Task to complete. Give the entries again exactly; drop the pictures.

Data supplied.
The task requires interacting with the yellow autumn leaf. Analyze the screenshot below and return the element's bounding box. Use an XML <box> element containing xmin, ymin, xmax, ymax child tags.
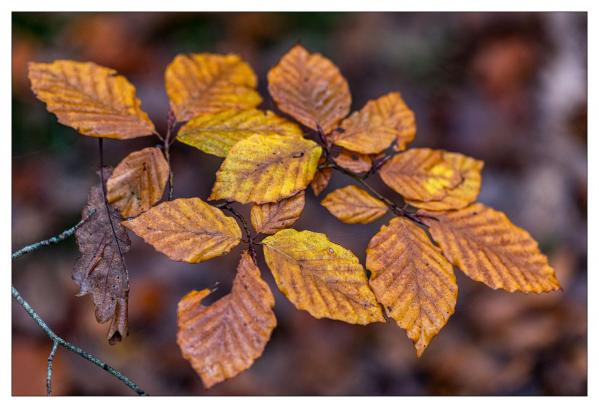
<box><xmin>406</xmin><ymin>152</ymin><xmax>484</xmax><ymax>211</ymax></box>
<box><xmin>262</xmin><ymin>229</ymin><xmax>384</xmax><ymax>324</ymax></box>
<box><xmin>366</xmin><ymin>217</ymin><xmax>457</xmax><ymax>357</ymax></box>
<box><xmin>177</xmin><ymin>108</ymin><xmax>303</xmax><ymax>157</ymax></box>
<box><xmin>321</xmin><ymin>185</ymin><xmax>387</xmax><ymax>224</ymax></box>
<box><xmin>122</xmin><ymin>198</ymin><xmax>241</xmax><ymax>263</ymax></box>
<box><xmin>425</xmin><ymin>203</ymin><xmax>560</xmax><ymax>293</ymax></box>
<box><xmin>28</xmin><ymin>60</ymin><xmax>155</xmax><ymax>139</ymax></box>
<box><xmin>209</xmin><ymin>134</ymin><xmax>322</xmax><ymax>204</ymax></box>
<box><xmin>177</xmin><ymin>251</ymin><xmax>276</xmax><ymax>388</ymax></box>
<box><xmin>333</xmin><ymin>92</ymin><xmax>416</xmax><ymax>154</ymax></box>
<box><xmin>106</xmin><ymin>147</ymin><xmax>169</xmax><ymax>218</ymax></box>
<box><xmin>379</xmin><ymin>148</ymin><xmax>462</xmax><ymax>202</ymax></box>
<box><xmin>332</xmin><ymin>149</ymin><xmax>373</xmax><ymax>173</ymax></box>
<box><xmin>165</xmin><ymin>53</ymin><xmax>262</xmax><ymax>122</ymax></box>
<box><xmin>250</xmin><ymin>191</ymin><xmax>305</xmax><ymax>234</ymax></box>
<box><xmin>267</xmin><ymin>44</ymin><xmax>351</xmax><ymax>134</ymax></box>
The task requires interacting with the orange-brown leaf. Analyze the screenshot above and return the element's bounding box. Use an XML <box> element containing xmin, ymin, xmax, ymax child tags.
<box><xmin>177</xmin><ymin>251</ymin><xmax>276</xmax><ymax>388</ymax></box>
<box><xmin>333</xmin><ymin>92</ymin><xmax>416</xmax><ymax>154</ymax></box>
<box><xmin>122</xmin><ymin>198</ymin><xmax>241</xmax><ymax>263</ymax></box>
<box><xmin>165</xmin><ymin>53</ymin><xmax>262</xmax><ymax>122</ymax></box>
<box><xmin>250</xmin><ymin>191</ymin><xmax>305</xmax><ymax>234</ymax></box>
<box><xmin>262</xmin><ymin>229</ymin><xmax>384</xmax><ymax>324</ymax></box>
<box><xmin>366</xmin><ymin>217</ymin><xmax>457</xmax><ymax>357</ymax></box>
<box><xmin>425</xmin><ymin>203</ymin><xmax>560</xmax><ymax>293</ymax></box>
<box><xmin>310</xmin><ymin>157</ymin><xmax>332</xmax><ymax>196</ymax></box>
<box><xmin>106</xmin><ymin>147</ymin><xmax>169</xmax><ymax>218</ymax></box>
<box><xmin>333</xmin><ymin>149</ymin><xmax>372</xmax><ymax>173</ymax></box>
<box><xmin>267</xmin><ymin>44</ymin><xmax>351</xmax><ymax>134</ymax></box>
<box><xmin>321</xmin><ymin>185</ymin><xmax>387</xmax><ymax>224</ymax></box>
<box><xmin>379</xmin><ymin>148</ymin><xmax>462</xmax><ymax>201</ymax></box>
<box><xmin>406</xmin><ymin>152</ymin><xmax>484</xmax><ymax>211</ymax></box>
<box><xmin>28</xmin><ymin>60</ymin><xmax>155</xmax><ymax>139</ymax></box>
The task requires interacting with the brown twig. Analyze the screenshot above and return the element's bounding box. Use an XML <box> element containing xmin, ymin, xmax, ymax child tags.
<box><xmin>216</xmin><ymin>202</ymin><xmax>257</xmax><ymax>263</ymax></box>
<box><xmin>162</xmin><ymin>109</ymin><xmax>177</xmax><ymax>200</ymax></box>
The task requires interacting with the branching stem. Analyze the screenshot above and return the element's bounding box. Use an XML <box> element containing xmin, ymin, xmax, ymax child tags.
<box><xmin>11</xmin><ymin>286</ymin><xmax>147</xmax><ymax>395</ymax></box>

Exercise result.
The task requires interacting with the yellow autumn leaf. Analyze the screenshot below and return the element's bounding box. Use an XML <box> element containing xmin, ymin, xmax, ymax child tags.
<box><xmin>406</xmin><ymin>152</ymin><xmax>484</xmax><ymax>211</ymax></box>
<box><xmin>262</xmin><ymin>229</ymin><xmax>384</xmax><ymax>324</ymax></box>
<box><xmin>366</xmin><ymin>217</ymin><xmax>457</xmax><ymax>357</ymax></box>
<box><xmin>177</xmin><ymin>108</ymin><xmax>303</xmax><ymax>157</ymax></box>
<box><xmin>321</xmin><ymin>185</ymin><xmax>387</xmax><ymax>224</ymax></box>
<box><xmin>122</xmin><ymin>198</ymin><xmax>241</xmax><ymax>263</ymax></box>
<box><xmin>425</xmin><ymin>203</ymin><xmax>560</xmax><ymax>293</ymax></box>
<box><xmin>28</xmin><ymin>60</ymin><xmax>155</xmax><ymax>139</ymax></box>
<box><xmin>209</xmin><ymin>134</ymin><xmax>322</xmax><ymax>204</ymax></box>
<box><xmin>177</xmin><ymin>251</ymin><xmax>276</xmax><ymax>388</ymax></box>
<box><xmin>333</xmin><ymin>92</ymin><xmax>416</xmax><ymax>154</ymax></box>
<box><xmin>106</xmin><ymin>147</ymin><xmax>169</xmax><ymax>218</ymax></box>
<box><xmin>379</xmin><ymin>148</ymin><xmax>462</xmax><ymax>202</ymax></box>
<box><xmin>332</xmin><ymin>149</ymin><xmax>373</xmax><ymax>173</ymax></box>
<box><xmin>165</xmin><ymin>53</ymin><xmax>262</xmax><ymax>122</ymax></box>
<box><xmin>250</xmin><ymin>191</ymin><xmax>305</xmax><ymax>234</ymax></box>
<box><xmin>267</xmin><ymin>44</ymin><xmax>351</xmax><ymax>134</ymax></box>
The task requires interacting with the orange-brown leaf. Analyze the screenshot above and return the element's bounding box. Use an XML <box> element containing xmin, ymin, xmax, ymax child tags.
<box><xmin>177</xmin><ymin>251</ymin><xmax>276</xmax><ymax>388</ymax></box>
<box><xmin>333</xmin><ymin>92</ymin><xmax>416</xmax><ymax>154</ymax></box>
<box><xmin>122</xmin><ymin>198</ymin><xmax>241</xmax><ymax>263</ymax></box>
<box><xmin>165</xmin><ymin>53</ymin><xmax>262</xmax><ymax>122</ymax></box>
<box><xmin>250</xmin><ymin>191</ymin><xmax>305</xmax><ymax>234</ymax></box>
<box><xmin>262</xmin><ymin>229</ymin><xmax>384</xmax><ymax>324</ymax></box>
<box><xmin>366</xmin><ymin>217</ymin><xmax>457</xmax><ymax>357</ymax></box>
<box><xmin>425</xmin><ymin>203</ymin><xmax>560</xmax><ymax>293</ymax></box>
<box><xmin>310</xmin><ymin>157</ymin><xmax>332</xmax><ymax>196</ymax></box>
<box><xmin>106</xmin><ymin>147</ymin><xmax>169</xmax><ymax>218</ymax></box>
<box><xmin>333</xmin><ymin>149</ymin><xmax>372</xmax><ymax>173</ymax></box>
<box><xmin>267</xmin><ymin>44</ymin><xmax>351</xmax><ymax>134</ymax></box>
<box><xmin>321</xmin><ymin>185</ymin><xmax>387</xmax><ymax>224</ymax></box>
<box><xmin>379</xmin><ymin>148</ymin><xmax>462</xmax><ymax>201</ymax></box>
<box><xmin>406</xmin><ymin>152</ymin><xmax>484</xmax><ymax>211</ymax></box>
<box><xmin>28</xmin><ymin>60</ymin><xmax>155</xmax><ymax>139</ymax></box>
The task requires interacting with the brown twig. Analyze the screenshot above and return the element's bounding box. Use an XML <box> element containing xmin, ymin, xmax, ymax child tags.
<box><xmin>216</xmin><ymin>202</ymin><xmax>257</xmax><ymax>263</ymax></box>
<box><xmin>162</xmin><ymin>109</ymin><xmax>177</xmax><ymax>200</ymax></box>
The task requires interacting with the branching stem. Analyze the screenshot above and return the element's bounding box. Use an XML <box> element containing xmin, ymin, xmax, ymax child tags.
<box><xmin>11</xmin><ymin>286</ymin><xmax>147</xmax><ymax>395</ymax></box>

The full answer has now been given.